PAGE EXTRACT:
:::

# Time Out from Chef Talk



## shel (Dec 20, 2006)

I am going to be taking some time off from posting on the list. Today - maybe tomorrow - will be my last day here for a while.


----------



## amazingrace (Jul 28, 2006)

You will be missed.


----------



## koukouvagia (Apr 3, 2008)

Are you traveling?


----------



## shel (Dec 20, 2006)

Nope ... wish I was, though.


----------



## chefjohnpaul (Mar 9, 2000)

SHEL-shocked!


----------



## mezzaluna (Aug 29, 2000)

Don't be a stranger!
Mezz


----------



## willie24 (Aug 13, 2008)

Hope all is well - be safe.


Willie


----------



## tessa (Sep 9, 2007)

dont stay away too long Shel hope you are ok


----------



## vera bradley (Mar 21, 2004)

Okay, break's over, you slacker. 

Get back in here!


----------



## free rider (May 23, 2006)

You weren't even gone a day! :suprise:


----------



## ed buchanan (May 29, 2006)

Dont eat frankfurters!!!!!


----------



## shel (Dec 20, 2006)

I was gone for about a week, if I recall - less than anticipated. Got my business done faster than expected.


----------



## shel (Dec 20, 2006)

I promise Ed, no more Hebrew National, but maybe some of the local pups every now and then. OK? Puleeeze say it's OK ... :lol:


----------



## shroomgirl (Aug 11, 2000)

that's a quality of life issue.....


----------



## vera bradley (Mar 21, 2004)

What happened to Shel?


----------



## chrose (Nov 20, 2000)

Shel banned? Interesting.........


----------



## nicko (Oct 5, 2001)

I am sorry to say that due to a number of complaints we (the mods) were receiving about the spirit of Shel's posts we felt it best for him to move on from ChefTalk.

If anyone has any questions please feel free to contact myself or Jim. I am closing this thread.


----------

:::

MATERIAL:
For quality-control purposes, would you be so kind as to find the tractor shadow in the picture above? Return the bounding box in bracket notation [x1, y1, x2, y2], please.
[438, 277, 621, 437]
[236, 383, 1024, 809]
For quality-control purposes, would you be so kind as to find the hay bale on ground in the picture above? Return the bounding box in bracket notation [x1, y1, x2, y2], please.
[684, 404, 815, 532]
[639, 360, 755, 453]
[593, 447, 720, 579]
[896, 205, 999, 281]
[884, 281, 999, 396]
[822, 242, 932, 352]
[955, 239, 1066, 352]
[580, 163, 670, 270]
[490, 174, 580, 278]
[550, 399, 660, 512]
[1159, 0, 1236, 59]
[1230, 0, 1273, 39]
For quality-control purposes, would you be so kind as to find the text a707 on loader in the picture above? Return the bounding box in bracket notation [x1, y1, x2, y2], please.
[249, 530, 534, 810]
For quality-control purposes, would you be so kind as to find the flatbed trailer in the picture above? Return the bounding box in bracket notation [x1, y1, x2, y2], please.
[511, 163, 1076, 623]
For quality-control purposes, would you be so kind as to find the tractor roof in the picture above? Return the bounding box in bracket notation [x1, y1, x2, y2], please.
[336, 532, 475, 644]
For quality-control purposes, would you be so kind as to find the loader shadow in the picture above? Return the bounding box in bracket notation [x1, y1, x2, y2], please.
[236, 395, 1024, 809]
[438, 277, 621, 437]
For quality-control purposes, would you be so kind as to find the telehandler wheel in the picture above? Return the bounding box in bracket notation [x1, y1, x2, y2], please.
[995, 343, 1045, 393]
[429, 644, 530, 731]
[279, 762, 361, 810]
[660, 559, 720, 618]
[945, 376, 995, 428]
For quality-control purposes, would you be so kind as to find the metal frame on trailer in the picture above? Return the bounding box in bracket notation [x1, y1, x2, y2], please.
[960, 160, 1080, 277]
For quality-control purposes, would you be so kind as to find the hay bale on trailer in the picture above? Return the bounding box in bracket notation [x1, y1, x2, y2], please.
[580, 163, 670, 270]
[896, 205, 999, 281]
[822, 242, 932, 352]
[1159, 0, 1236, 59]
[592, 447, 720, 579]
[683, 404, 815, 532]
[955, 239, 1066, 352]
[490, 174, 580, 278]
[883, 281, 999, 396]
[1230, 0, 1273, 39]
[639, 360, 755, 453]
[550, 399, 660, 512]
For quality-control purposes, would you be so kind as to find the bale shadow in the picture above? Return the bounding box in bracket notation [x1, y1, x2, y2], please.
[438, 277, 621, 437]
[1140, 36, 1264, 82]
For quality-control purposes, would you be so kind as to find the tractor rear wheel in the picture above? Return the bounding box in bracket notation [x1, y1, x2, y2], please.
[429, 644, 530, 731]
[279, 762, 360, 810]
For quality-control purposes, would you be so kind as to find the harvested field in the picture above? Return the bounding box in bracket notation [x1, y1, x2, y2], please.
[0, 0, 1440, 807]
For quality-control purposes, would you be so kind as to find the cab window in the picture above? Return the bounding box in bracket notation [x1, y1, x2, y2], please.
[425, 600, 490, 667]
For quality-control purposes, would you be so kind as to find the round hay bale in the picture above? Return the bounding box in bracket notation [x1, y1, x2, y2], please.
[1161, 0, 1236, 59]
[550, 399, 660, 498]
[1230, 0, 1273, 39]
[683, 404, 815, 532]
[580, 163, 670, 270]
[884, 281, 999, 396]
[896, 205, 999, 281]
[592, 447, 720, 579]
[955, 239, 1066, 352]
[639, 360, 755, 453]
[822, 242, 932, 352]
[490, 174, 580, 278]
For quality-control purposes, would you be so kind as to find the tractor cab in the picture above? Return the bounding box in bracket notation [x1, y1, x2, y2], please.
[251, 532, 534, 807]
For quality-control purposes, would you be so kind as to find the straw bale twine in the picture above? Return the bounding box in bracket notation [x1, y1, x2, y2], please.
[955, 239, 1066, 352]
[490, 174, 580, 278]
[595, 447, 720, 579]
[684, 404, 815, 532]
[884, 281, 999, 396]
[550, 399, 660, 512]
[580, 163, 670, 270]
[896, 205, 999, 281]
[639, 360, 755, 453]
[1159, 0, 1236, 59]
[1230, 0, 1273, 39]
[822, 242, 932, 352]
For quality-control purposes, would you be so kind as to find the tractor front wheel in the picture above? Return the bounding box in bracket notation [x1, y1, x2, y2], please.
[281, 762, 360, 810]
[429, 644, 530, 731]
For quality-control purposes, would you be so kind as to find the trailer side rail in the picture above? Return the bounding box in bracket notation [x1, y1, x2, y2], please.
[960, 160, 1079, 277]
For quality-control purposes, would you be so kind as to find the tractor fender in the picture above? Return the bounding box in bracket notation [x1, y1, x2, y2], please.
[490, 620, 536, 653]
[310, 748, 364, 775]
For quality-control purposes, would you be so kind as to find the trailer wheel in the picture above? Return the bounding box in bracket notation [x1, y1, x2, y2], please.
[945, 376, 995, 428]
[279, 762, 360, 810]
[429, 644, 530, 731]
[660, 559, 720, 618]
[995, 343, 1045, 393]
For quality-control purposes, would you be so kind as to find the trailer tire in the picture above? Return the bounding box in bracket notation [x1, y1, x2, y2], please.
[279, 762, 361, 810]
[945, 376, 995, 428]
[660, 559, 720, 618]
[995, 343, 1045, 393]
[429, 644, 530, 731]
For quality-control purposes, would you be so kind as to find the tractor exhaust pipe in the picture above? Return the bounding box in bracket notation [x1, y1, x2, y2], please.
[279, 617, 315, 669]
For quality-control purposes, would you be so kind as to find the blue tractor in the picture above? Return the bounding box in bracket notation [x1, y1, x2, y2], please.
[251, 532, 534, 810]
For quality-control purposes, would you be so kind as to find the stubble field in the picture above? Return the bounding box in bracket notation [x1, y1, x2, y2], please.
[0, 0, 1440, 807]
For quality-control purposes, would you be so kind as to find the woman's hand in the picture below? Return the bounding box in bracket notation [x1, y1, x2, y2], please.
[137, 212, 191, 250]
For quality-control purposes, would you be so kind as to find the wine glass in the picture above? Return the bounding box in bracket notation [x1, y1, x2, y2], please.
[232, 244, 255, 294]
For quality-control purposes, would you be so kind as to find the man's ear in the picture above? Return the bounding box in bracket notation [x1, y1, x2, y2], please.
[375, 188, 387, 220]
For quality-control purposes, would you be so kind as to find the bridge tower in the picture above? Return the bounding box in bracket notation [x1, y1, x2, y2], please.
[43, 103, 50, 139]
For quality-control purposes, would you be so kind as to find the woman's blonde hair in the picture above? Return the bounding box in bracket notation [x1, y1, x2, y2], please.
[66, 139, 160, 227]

:::

EXERCISES TO COMPLETE:
a - List the usernames in the Chef Talk thread that have a date from the year 2000 beside them.
b - From the Chef Talk thread, write out the passage that begins with the words containing "I am going to" and ends with "(Jul 28, 2006)", copying it word for word.

TASK RESPONSES:
a - chefjohnpaul, mezzaluna, shroomgirl, chrose

b -
I am going to be taking some time off from posting on the list. Today - maybe tomorrow - will be my last day here for a while.


----------



## amazingrace (Jul 28, 2006)